[SOURCE DATA]
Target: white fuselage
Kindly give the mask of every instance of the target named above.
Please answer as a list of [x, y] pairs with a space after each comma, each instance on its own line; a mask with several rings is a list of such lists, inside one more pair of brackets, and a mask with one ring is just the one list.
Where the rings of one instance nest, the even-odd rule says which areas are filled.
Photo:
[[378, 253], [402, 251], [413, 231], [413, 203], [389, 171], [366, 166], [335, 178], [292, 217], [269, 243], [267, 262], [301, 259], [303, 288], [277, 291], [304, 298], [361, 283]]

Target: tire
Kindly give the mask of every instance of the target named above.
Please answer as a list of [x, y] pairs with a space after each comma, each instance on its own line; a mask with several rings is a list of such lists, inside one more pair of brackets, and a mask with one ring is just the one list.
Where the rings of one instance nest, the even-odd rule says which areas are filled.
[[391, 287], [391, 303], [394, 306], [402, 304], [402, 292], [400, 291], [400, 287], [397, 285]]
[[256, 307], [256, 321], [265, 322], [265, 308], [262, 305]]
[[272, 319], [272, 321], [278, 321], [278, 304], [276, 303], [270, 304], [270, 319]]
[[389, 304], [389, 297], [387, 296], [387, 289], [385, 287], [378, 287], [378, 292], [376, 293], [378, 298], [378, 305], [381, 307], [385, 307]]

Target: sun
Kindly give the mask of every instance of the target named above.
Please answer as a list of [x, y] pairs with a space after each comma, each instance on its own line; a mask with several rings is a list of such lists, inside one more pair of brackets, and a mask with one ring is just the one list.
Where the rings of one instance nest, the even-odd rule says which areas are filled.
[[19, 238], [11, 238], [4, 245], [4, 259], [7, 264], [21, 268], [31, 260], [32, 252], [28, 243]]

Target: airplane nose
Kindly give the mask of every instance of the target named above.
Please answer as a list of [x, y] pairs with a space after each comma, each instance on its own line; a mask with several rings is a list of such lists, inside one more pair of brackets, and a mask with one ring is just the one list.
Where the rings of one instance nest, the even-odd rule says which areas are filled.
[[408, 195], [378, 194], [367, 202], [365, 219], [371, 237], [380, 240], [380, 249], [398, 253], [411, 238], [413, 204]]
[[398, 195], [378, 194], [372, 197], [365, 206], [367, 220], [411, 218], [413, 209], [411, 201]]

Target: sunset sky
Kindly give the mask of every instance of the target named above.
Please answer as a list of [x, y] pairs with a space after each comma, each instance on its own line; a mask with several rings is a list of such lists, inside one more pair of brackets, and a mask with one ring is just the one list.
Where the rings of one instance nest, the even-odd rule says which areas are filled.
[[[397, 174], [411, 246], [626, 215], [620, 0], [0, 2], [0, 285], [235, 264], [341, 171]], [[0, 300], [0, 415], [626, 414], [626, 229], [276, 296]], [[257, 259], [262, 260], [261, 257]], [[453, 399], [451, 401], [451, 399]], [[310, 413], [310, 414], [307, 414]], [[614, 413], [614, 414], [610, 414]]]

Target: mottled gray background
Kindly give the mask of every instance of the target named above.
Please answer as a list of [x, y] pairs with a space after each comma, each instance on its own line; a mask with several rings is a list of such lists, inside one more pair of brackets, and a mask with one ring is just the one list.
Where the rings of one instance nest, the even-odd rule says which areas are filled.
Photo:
* * *
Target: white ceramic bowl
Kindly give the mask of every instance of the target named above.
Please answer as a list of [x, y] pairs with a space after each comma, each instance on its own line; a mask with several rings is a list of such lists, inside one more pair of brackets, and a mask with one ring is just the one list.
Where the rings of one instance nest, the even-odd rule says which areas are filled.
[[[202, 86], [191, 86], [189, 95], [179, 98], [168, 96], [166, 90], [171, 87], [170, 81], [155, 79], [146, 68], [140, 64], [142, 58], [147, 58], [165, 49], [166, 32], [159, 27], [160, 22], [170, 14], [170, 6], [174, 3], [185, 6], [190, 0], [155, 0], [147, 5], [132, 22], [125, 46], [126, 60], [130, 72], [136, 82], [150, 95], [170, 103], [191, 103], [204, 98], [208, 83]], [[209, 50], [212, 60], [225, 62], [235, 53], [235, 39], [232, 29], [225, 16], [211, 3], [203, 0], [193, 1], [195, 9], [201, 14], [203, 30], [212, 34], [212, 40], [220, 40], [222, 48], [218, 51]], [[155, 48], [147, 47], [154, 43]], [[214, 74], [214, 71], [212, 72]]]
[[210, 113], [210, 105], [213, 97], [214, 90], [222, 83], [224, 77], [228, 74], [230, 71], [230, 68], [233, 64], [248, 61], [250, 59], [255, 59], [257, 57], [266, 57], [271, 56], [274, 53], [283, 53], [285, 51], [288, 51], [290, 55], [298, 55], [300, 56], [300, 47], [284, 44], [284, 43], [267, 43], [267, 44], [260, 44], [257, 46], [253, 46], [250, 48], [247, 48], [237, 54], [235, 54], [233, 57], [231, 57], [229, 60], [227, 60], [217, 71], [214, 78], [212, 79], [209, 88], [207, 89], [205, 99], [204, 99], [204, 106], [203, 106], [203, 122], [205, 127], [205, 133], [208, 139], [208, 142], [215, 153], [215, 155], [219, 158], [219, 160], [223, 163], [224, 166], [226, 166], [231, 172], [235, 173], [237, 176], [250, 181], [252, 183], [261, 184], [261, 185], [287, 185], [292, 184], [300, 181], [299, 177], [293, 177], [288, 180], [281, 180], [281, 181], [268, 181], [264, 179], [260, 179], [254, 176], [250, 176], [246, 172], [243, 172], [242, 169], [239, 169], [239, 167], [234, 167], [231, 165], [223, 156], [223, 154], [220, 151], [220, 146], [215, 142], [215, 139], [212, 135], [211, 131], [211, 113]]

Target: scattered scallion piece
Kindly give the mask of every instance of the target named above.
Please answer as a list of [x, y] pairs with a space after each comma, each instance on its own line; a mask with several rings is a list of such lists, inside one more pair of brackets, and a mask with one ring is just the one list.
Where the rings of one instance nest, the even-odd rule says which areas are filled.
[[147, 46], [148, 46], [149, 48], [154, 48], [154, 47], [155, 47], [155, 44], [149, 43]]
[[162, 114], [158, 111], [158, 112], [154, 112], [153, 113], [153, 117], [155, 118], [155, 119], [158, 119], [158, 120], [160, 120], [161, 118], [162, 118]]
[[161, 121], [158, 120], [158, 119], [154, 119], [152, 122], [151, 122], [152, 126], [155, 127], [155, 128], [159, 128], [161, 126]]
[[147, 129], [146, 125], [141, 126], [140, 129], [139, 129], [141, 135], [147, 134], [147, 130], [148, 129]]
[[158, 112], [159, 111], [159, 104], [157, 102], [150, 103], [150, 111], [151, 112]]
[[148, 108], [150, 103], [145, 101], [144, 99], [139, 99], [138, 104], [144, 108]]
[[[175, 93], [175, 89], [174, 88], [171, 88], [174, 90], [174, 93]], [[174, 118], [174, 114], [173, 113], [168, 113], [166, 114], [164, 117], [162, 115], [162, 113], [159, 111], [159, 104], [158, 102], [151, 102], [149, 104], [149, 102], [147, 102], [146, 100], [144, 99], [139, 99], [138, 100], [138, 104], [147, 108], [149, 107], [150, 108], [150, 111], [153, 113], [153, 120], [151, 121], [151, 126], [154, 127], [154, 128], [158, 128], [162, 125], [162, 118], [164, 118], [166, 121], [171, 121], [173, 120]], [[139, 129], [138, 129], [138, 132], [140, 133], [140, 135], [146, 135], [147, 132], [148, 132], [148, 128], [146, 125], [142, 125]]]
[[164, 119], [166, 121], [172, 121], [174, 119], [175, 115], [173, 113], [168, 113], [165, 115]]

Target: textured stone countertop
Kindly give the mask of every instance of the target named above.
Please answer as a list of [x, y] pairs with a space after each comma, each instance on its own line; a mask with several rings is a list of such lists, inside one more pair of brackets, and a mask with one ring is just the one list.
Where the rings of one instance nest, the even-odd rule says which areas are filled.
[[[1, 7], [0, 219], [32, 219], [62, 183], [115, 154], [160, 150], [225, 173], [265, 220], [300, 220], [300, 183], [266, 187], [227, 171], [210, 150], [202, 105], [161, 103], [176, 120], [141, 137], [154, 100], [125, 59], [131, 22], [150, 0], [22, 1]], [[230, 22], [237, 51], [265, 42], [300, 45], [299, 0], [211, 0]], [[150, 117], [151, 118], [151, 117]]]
---
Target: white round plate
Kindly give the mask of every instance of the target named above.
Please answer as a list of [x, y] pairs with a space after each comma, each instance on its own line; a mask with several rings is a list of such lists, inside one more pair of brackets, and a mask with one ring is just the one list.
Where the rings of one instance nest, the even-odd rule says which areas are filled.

[WHAT IS BEING ASKED]
Filter the listing for the word "white" and copy every line that holds it.

[ANSWER SPACE]
Target: white fuselage
Target: white ceramic bowl
Target: white round plate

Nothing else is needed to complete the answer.